Problem statement >>
Leaving out every picture, output the records below exactly as they are.

Extracted material >>
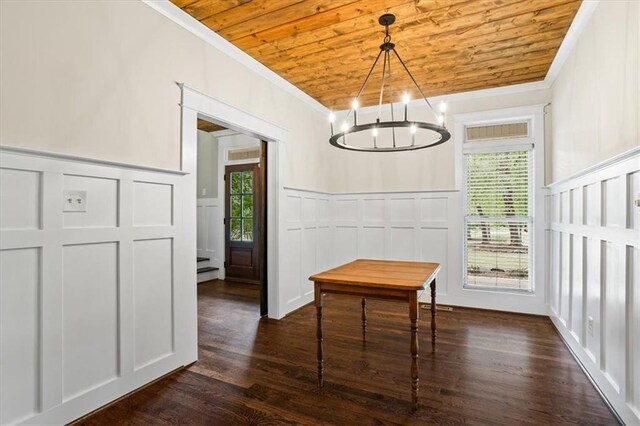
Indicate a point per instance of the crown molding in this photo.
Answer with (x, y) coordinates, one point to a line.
(178, 16)
(580, 21)
(188, 22)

Answer section >>
Indicate a point per instance of the crown molding in this photo.
Answer with (x, y) coordinates, one point to a line.
(178, 16)
(580, 21)
(188, 22)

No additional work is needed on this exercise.